* 指示 1:
ファンタジー映画をめぐる発言について、次の問いに答えてください。
(a) 話し手がファンタジーをすごく好きになったのはいつからか。
(b) 『ムード・インディゴ うたかたの日々』に出ている女優は誰か。
(c) 『ハー』の監督として挙げられているのは誰か。
* 指示 2:
ページ抜粋の「ファンタジーですね。夢を見て」と「来的な話しもすごく好きです。」の間を、両端を含めて一字一句変えずに繰り返してください。

* ページ抜粋:
__________________________________________________

ファンタジーですね。夢を見てるいみたいな感じがすごく好きなんです。自分の中の子どもの感覚みたいなものを蘇らせてくれるものとして、大人になってからファンタジーがすごく好きになりました。10代、20代前半の頃よりも、今のほうがもっと好きですね。『ハリー・ポッター』も好きだし、『ビッグ・フィッシュ』や『チャーリーとチョコレート工場』(※どちらもティム・バートン監督によるファンタジー・コメディ映画)も好き。ティム・バートン(※ダーク・ファンタジー作品で有名な映画監督)は、自分の頭の中の夢の世界を視覚で表してくれるところがすばらしいと思います。ほかにも『かいじゅうたちのいるところ』(※モーリス・センダック原作の世界的ベストセラー絵本をスパイク・ジョーンズ監督によって実写映画化)とか、『Dr.パルナサスの鏡』(※ジョニー・デップなどが出演するファンタジー映画)とか、ああいったファンタジー系がすごく好きです。あとは『ムード・インディゴ うたかたの日々』(※フランスの恋愛映画。ボリス・ヴィアンのベストセラー小説をミシェル・ゴンドリー監督が映画化)。『アメリ』に主演していた女優さん、オドレイ・トトゥが出ているんですが、視覚にも、絵的にも美しくて、夢があって、子どもの気持ちに帰れる作品はいいですね。子どもが出てくるようなファンタジーではないんですけど、『ハー』(※her/世界でひとつの彼女』スパイク・ジョーンズ監督のSF恋愛映画)みたいな未来的な話しもすごく好きです。

――映画を観るときは、監督や俳優など、どこで選びますか?

__________________________________________________

* データ記録:
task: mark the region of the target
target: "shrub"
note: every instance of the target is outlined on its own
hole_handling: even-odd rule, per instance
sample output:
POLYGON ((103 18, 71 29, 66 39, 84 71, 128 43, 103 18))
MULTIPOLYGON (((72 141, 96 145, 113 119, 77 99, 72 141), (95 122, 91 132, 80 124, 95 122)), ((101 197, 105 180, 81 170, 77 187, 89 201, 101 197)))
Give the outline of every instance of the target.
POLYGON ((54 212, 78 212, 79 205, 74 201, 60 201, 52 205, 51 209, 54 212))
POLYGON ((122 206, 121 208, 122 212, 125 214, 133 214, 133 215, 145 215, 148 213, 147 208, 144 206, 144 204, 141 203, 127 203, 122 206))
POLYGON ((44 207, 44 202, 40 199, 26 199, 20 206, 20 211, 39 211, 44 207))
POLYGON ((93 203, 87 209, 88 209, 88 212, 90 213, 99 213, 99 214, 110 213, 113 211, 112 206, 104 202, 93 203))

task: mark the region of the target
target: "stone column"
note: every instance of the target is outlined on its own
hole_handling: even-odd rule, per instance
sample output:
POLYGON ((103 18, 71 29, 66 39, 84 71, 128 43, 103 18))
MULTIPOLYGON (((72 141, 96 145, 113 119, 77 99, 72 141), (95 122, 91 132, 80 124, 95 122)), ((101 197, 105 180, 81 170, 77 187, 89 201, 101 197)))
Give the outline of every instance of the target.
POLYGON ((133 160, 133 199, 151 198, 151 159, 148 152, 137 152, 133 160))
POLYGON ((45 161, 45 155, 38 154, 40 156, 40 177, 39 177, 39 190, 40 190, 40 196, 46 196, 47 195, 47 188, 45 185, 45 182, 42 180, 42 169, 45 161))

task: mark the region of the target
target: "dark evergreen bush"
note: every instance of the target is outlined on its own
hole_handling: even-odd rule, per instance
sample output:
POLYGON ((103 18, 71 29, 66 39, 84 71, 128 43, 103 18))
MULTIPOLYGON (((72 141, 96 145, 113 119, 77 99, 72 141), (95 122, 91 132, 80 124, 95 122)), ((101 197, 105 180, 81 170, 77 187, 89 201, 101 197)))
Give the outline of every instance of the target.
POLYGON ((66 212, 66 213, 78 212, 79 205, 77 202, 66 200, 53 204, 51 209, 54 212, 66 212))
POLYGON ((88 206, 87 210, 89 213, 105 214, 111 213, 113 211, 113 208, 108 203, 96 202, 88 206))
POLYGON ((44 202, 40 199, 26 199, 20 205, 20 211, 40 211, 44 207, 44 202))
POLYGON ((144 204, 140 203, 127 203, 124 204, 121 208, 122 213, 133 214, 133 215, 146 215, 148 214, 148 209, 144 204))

__________________________________________________

* 正答 1:
(a) 大人になってから
(b) オドレイ・トトゥ
(c) スパイク・ジョーンズ

* 正答 2:
ファンタジーですね。夢を見てるいみたいな感じがすごく好きなんです。自分の中の子どもの感覚みたいなものを蘇らせてくれるものとして、大人になってからファンタジーがすごく好きになりました。10代、20代前半の頃よりも、今のほうがもっと好きですね。『ハリー・ポッター』も好きだし、『ビッグ・フィッシュ』や『チャーリーとチョコレート工場』(※どちらもティム・バートン監督によるファンタジー・コメディ映画)も好き。ティム・バートン(※ダーク・ファンタジー作品で有名な映画監督)は、自分の頭の中の夢の世界を視覚で表してくれるところがすばらしいと思います。ほかにも『かいじゅうたちのいるところ』(※モーリス・センダック原作の世界的ベストセラー絵本をスパイク・ジョーンズ監督によって実写映画化)とか、『Dr.パルナサスの鏡』(※ジョニー・デップなどが出演するファンタジー映画)とか、ああいったファンタジー系がすごく好きです。あとは『ムード・インディゴ うたかたの日々』(※フランスの恋愛映画。ボリス・ヴィアンのベストセラー小説をミシェル・ゴンドリー監督が映画化)。『アメリ』に主演していた女優さん、オドレイ・トトゥが出ているんですが、視覚にも、絵的にも美しくて、夢があって、子どもの気持ちに帰れる作品はいいですね。子どもが出てくるようなファンタジーではないんですけど、『ハー』(※her/世界でひとつの彼女』スパイク・ジョーンズ監督のSF恋愛映画)みたいな未来的な話しもすごく好きです。